Image region labeling entries

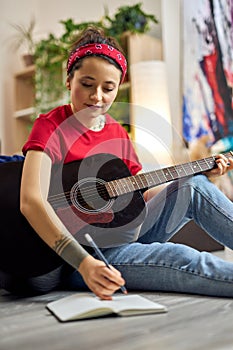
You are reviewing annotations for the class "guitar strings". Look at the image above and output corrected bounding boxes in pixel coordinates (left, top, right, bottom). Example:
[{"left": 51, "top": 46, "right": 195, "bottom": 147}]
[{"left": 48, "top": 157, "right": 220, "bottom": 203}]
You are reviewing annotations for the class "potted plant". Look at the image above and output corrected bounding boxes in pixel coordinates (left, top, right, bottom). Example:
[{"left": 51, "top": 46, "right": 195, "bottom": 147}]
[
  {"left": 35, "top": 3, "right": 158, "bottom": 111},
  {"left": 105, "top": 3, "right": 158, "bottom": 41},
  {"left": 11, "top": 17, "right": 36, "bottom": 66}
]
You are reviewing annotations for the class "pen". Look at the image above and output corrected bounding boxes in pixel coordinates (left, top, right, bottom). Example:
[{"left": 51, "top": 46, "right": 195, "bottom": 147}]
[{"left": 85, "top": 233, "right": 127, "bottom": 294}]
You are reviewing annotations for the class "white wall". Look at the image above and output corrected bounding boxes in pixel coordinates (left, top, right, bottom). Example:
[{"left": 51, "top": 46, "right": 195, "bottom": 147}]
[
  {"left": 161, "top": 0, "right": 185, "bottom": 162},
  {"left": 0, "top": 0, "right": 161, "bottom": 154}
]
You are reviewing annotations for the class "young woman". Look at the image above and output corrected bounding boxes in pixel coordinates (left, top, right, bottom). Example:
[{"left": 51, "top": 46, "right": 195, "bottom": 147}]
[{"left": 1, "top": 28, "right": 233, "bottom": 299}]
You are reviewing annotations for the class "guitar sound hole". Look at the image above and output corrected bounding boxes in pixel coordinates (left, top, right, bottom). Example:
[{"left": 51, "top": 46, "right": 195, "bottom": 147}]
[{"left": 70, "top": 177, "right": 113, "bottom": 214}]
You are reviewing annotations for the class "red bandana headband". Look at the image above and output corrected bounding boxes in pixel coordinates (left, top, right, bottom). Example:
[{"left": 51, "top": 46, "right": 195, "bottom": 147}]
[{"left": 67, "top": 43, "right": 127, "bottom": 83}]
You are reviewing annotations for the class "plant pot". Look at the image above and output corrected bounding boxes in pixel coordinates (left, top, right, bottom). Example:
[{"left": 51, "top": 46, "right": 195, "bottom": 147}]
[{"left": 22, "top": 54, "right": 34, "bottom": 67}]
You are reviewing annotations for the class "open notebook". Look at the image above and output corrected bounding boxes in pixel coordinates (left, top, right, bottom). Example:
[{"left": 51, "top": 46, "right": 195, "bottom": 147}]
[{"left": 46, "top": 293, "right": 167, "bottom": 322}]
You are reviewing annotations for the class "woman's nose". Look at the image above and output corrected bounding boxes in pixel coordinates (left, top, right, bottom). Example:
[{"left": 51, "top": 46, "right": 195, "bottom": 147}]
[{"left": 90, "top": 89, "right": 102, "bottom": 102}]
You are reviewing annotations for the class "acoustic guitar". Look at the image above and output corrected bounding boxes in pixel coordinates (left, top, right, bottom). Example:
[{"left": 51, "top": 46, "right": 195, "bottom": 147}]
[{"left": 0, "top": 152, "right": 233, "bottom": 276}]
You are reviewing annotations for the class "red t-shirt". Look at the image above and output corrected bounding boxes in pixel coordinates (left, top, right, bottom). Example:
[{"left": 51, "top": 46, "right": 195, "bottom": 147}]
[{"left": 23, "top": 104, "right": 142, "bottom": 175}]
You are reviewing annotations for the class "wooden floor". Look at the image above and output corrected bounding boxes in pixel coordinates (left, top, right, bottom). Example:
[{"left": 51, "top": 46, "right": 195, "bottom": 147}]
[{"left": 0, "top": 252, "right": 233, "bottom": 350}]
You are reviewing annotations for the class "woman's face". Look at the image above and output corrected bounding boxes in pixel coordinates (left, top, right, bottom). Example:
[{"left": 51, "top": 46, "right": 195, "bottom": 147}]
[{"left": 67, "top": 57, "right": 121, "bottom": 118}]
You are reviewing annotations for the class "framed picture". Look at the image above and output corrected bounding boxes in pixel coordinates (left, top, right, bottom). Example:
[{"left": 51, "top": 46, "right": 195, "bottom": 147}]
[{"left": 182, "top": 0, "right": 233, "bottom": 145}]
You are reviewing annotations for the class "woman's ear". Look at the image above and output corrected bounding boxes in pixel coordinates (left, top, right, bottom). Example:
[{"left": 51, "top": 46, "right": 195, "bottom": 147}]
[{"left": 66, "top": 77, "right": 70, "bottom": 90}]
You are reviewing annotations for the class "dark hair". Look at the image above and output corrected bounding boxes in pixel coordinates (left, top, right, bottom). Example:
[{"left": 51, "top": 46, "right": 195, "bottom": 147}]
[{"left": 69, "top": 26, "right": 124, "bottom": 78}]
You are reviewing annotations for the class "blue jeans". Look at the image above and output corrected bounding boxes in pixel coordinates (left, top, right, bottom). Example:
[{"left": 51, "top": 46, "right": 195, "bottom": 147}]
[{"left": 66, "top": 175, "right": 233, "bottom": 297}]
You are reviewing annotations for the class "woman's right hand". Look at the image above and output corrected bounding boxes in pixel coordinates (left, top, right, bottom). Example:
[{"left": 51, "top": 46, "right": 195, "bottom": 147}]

- Exercise description
Please gather every line of the items above that contains the word "white". Case counts, so skip lines where the word appears only with different capitalization.

- Exercise solution
You are reviewing annotations for the class "white wall". Look at the image above and output corrected bounding boxes in pixel coordinates (left, top, right, bottom). Example:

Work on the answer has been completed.